▶ **Problem statement**: Reproduce the listing below verbatim, line by line, but omit the pictures from the output.

▶ **Object location entries for images**:
## BEGIN

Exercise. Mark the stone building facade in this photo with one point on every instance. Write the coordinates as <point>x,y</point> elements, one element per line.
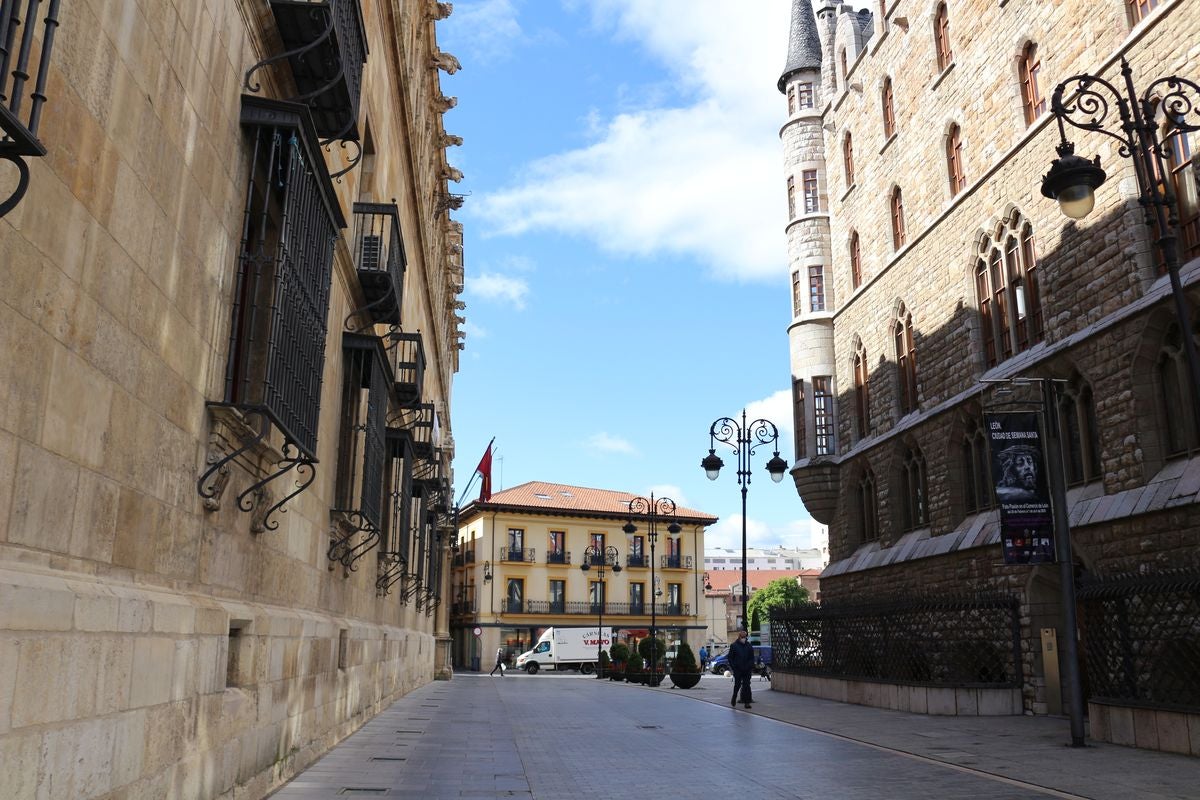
<point>925,262</point>
<point>228,335</point>
<point>517,569</point>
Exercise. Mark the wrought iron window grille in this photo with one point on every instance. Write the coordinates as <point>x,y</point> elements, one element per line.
<point>1141,638</point>
<point>395,548</point>
<point>949,641</point>
<point>361,451</point>
<point>276,356</point>
<point>325,47</point>
<point>379,259</point>
<point>19,139</point>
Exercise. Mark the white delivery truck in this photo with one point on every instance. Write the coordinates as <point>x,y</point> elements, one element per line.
<point>567,648</point>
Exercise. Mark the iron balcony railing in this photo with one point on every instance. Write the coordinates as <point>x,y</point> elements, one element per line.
<point>589,608</point>
<point>519,554</point>
<point>952,641</point>
<point>1141,639</point>
<point>379,260</point>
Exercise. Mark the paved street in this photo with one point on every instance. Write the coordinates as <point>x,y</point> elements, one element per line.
<point>551,737</point>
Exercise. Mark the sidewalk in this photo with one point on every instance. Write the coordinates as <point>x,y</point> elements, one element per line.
<point>1025,749</point>
<point>552,737</point>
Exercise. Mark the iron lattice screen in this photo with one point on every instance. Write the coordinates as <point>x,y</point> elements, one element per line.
<point>969,641</point>
<point>1141,638</point>
<point>285,265</point>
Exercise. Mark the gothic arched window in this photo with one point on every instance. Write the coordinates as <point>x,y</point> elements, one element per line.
<point>1007,290</point>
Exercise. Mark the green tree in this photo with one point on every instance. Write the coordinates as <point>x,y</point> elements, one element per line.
<point>777,594</point>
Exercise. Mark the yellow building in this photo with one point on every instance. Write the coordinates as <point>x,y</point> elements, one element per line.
<point>517,570</point>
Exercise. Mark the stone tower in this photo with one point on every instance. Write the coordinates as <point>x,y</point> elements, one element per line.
<point>810,334</point>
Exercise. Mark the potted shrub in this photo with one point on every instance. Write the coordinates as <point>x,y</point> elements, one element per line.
<point>619,655</point>
<point>634,668</point>
<point>652,650</point>
<point>684,672</point>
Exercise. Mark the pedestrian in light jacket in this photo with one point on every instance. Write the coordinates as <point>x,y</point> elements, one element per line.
<point>741,657</point>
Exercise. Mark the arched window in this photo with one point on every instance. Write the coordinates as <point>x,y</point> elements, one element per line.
<point>1140,8</point>
<point>856,260</point>
<point>976,468</point>
<point>862,392</point>
<point>1078,433</point>
<point>1183,185</point>
<point>942,37</point>
<point>847,158</point>
<point>898,230</point>
<point>1031,92</point>
<point>889,114</point>
<point>865,506</point>
<point>906,362</point>
<point>954,160</point>
<point>916,488</point>
<point>1007,290</point>
<point>1175,401</point>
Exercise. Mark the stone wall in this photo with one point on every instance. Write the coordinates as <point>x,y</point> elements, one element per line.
<point>151,645</point>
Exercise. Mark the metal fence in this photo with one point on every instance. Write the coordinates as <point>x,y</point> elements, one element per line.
<point>959,641</point>
<point>1141,638</point>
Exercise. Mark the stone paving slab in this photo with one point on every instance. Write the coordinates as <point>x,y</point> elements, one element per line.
<point>547,737</point>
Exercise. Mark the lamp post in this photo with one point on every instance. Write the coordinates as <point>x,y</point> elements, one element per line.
<point>600,557</point>
<point>744,439</point>
<point>1073,179</point>
<point>653,510</point>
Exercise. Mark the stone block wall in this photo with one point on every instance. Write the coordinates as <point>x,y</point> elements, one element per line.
<point>151,647</point>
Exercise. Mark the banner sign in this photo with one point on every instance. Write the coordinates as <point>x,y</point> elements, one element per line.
<point>1019,475</point>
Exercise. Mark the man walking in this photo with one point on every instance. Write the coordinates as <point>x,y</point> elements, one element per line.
<point>499,662</point>
<point>742,666</point>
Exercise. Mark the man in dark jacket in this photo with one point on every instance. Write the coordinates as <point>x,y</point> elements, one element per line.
<point>742,666</point>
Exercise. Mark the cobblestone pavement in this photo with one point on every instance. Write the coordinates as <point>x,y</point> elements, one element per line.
<point>550,737</point>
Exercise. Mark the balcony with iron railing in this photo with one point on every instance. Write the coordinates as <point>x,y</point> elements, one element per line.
<point>525,554</point>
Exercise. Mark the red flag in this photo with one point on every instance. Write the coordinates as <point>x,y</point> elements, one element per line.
<point>485,471</point>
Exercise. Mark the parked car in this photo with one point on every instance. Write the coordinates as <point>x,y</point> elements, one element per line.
<point>762,656</point>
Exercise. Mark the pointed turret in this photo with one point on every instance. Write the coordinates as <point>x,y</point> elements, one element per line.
<point>803,43</point>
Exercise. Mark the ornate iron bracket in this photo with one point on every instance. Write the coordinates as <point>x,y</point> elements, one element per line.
<point>342,551</point>
<point>257,498</point>
<point>391,569</point>
<point>22,182</point>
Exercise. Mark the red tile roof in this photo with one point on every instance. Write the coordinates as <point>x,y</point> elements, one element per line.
<point>561,499</point>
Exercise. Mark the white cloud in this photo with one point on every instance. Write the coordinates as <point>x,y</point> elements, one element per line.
<point>493,286</point>
<point>669,491</point>
<point>606,443</point>
<point>778,409</point>
<point>727,533</point>
<point>701,179</point>
<point>489,29</point>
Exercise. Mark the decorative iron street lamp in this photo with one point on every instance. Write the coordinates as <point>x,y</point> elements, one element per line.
<point>653,510</point>
<point>600,558</point>
<point>19,136</point>
<point>1073,179</point>
<point>744,439</point>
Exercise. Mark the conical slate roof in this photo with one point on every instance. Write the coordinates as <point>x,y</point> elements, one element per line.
<point>803,43</point>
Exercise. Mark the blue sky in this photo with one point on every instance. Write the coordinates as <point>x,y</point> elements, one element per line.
<point>627,272</point>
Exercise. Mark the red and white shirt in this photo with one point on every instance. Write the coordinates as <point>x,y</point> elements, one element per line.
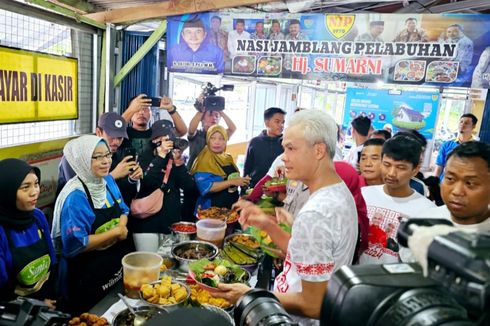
<point>323,239</point>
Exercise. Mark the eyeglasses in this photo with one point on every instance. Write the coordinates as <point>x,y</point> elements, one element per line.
<point>100,158</point>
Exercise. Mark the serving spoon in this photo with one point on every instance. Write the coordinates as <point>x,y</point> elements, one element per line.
<point>138,319</point>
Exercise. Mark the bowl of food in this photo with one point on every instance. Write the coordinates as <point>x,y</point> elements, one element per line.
<point>126,318</point>
<point>243,250</point>
<point>165,294</point>
<point>199,297</point>
<point>230,216</point>
<point>189,251</point>
<point>209,273</point>
<point>184,231</point>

## END

▶ **Exercise output**:
Exercise. Mark the stone building facade in this photo with one point on every instance. Write the coordinates as <point>x,y</point> elements, one element per line.
<point>925,262</point>
<point>228,335</point>
<point>517,569</point>
Exercise. Mark the wrought iron window grille in this photo with one point on every instance. Write the coordinates as <point>x,y</point> elements, one element per line.
<point>1141,638</point>
<point>395,548</point>
<point>949,641</point>
<point>361,451</point>
<point>276,356</point>
<point>325,47</point>
<point>379,259</point>
<point>19,139</point>
Exercise. Mark the white delivery truck in this photo with one point on every instance. Write the coordinates as <point>x,y</point> elements, one element per line.
<point>567,648</point>
Exercise. Mark the iron balcony railing in this photo with one point on every instance. Write the coordinates as <point>x,y</point> elements, one element per line.
<point>589,608</point>
<point>519,554</point>
<point>952,641</point>
<point>1141,639</point>
<point>379,260</point>
Exercise. Mark the paved street in this photo with one point on every instance. Write the coordinates as <point>x,y</point> elements, one element per line.
<point>551,737</point>
Exercise. Mark the sidewalk in this photo with one point on every instance. Write the coordinates as <point>x,y</point> elements, one element per line.
<point>1025,749</point>
<point>552,737</point>
Exercise. Mark the iron lattice screen in this photo with one point on every instance. Write the coordinates as <point>x,y</point> elements, one element per line.
<point>969,641</point>
<point>1141,638</point>
<point>285,265</point>
Exercise. Mark the gothic arched window in this photo with one point on every instance. Write the coordinates as <point>x,y</point> elements, one element per line.
<point>1007,290</point>
Exercise. Mark the green tree in this photo with one point on every instance. Write the coordinates as <point>x,y</point> elements, one element per line.
<point>777,594</point>
Exercise. Mark the yellow building in this photo with one point on every instance. Write the coordinates as <point>x,y</point> elements, one element per line.
<point>517,570</point>
Exercise. Mark the stone tower in this photo with one point on every instance. Write the coordinates as <point>x,y</point> elements, one element per line.
<point>810,334</point>
Exercise. Mark the potted shrub in this photo with one point on every instance. Write the coordinates as <point>x,y</point> elements, one element per line.
<point>619,655</point>
<point>634,668</point>
<point>652,650</point>
<point>684,672</point>
Exercise. Mark the pedestrian in light jacket in this photo with one point on every instance. Write the coordinates as <point>x,y</point> elements, one element per line.
<point>741,657</point>
Exercise. Mark the arched window in this photo with one point on every instance. Write the coordinates as <point>x,y</point> elements, one element per line.
<point>1140,8</point>
<point>856,260</point>
<point>976,468</point>
<point>862,392</point>
<point>1078,433</point>
<point>1183,185</point>
<point>942,37</point>
<point>847,158</point>
<point>898,230</point>
<point>1031,92</point>
<point>889,114</point>
<point>865,506</point>
<point>906,362</point>
<point>954,160</point>
<point>916,488</point>
<point>1007,290</point>
<point>1175,401</point>
Exercise. Mark the stone wall in this photo with one point on every instance. Write the coordinates as <point>x,y</point> elements, one element per line.
<point>151,645</point>
Exercise. Mark the metal fence in this photo with one point on every instance. Write the coordinates as <point>x,y</point> elements, one element per line.
<point>959,641</point>
<point>1141,638</point>
Exercise. Mark the stone paving slab in this photo with one point on every instance. Write the coordinates as <point>x,y</point> elements, one element per line.
<point>547,737</point>
Exercise. Mark the lamp post in this photo with one point on every instance. Write the coordinates as <point>x,y</point> elements, one element per line.
<point>600,557</point>
<point>744,439</point>
<point>1073,179</point>
<point>653,510</point>
Exercise. Mark the stone block wall in this photo with one point on every instance. Write the coordinates as <point>x,y</point> elements, one element per line.
<point>151,647</point>
Exercise. Mark the banner sign in this photo with one point on every instance. Write the coordinates as <point>x,y</point> elements, one element per line.
<point>1019,475</point>
Exercise. Mark the man walking in this photo with one point on every instance. Write the coordinates as <point>x,y</point> elements, one element per line.
<point>499,662</point>
<point>742,666</point>
Exercise. Mark the man in dark jacket in this photo with one point on every instance. Write the coordinates as <point>x,y</point> elements, one element per line.
<point>742,666</point>
Exercise. Mark the cobblestone pavement in this photo with one point on every instance. Write the coordinates as <point>x,y</point> elements, one element per line.
<point>550,737</point>
Exercise. Mark the balcony with iron railing in this photo with one point on every instance. Write the coordinates as <point>x,y</point> elements, one element per line.
<point>525,554</point>
Exercise. Mark the red flag in this photo with one point on every instance. Write the coordinates as <point>x,y</point> elements, one element per line.
<point>485,471</point>
Exercise. Mark the parked car in this photo with one point on every instance. Write the coordinates as <point>x,y</point> elements, one element per line.
<point>762,656</point>
Exercise. Mark the pointed turret in this photo with one point on every instance. Write the coordinates as <point>x,y</point> elements, one element per line.
<point>803,43</point>
Exercise. Mark the ornate iron bracket in this photo with one point on every instance. Write the coordinates as <point>x,y</point> elements, one element per line.
<point>342,551</point>
<point>257,498</point>
<point>391,569</point>
<point>22,182</point>
Exercise. Mark the red tile roof in this photo with one point on every instance. Write the coordinates as <point>x,y</point> elements, one element per line.
<point>561,499</point>
Exercise. Mark the white cloud in this photo with one point on every instance. Write the coordinates as <point>x,y</point> elements, one element per line.
<point>493,286</point>
<point>669,491</point>
<point>606,443</point>
<point>778,409</point>
<point>727,533</point>
<point>701,179</point>
<point>489,29</point>
Exercise. Mark the decorative iron street lamp in this photo with one point on every instance. Write the coordinates as <point>x,y</point> elements, one element per line.
<point>653,510</point>
<point>600,558</point>
<point>19,136</point>
<point>1073,179</point>
<point>744,439</point>
Exercise. Mark the conical slate roof in this photo with one point on every instance. Write the coordinates as <point>x,y</point> elements, one element per line.
<point>803,43</point>
Exercise. Mark the blue sky in this photo with one point on every instance. Write the coordinates as <point>x,y</point> elements, one element per line.
<point>627,272</point>
Exercise. Mark the red and white shirt in this photo with one point on every instance. Write the coordinates as <point>x,y</point> elements, one element per line.
<point>323,239</point>
Exercise. Mark the eyeglasses in this photo with one point on every instance. Write the coordinates as <point>x,y</point> elements, one element per line.
<point>100,158</point>
Exercise. Mark the serving spoon in this photo with one point on every instance. Write the coordinates as <point>x,y</point> elements, one element per line.
<point>138,319</point>
Exercise. Mark the bowl of food in this photo with one point on every instance. Write the coordinates as <point>x,y</point> elements, one element per line.
<point>126,318</point>
<point>243,250</point>
<point>165,294</point>
<point>199,297</point>
<point>230,216</point>
<point>189,251</point>
<point>209,273</point>
<point>184,231</point>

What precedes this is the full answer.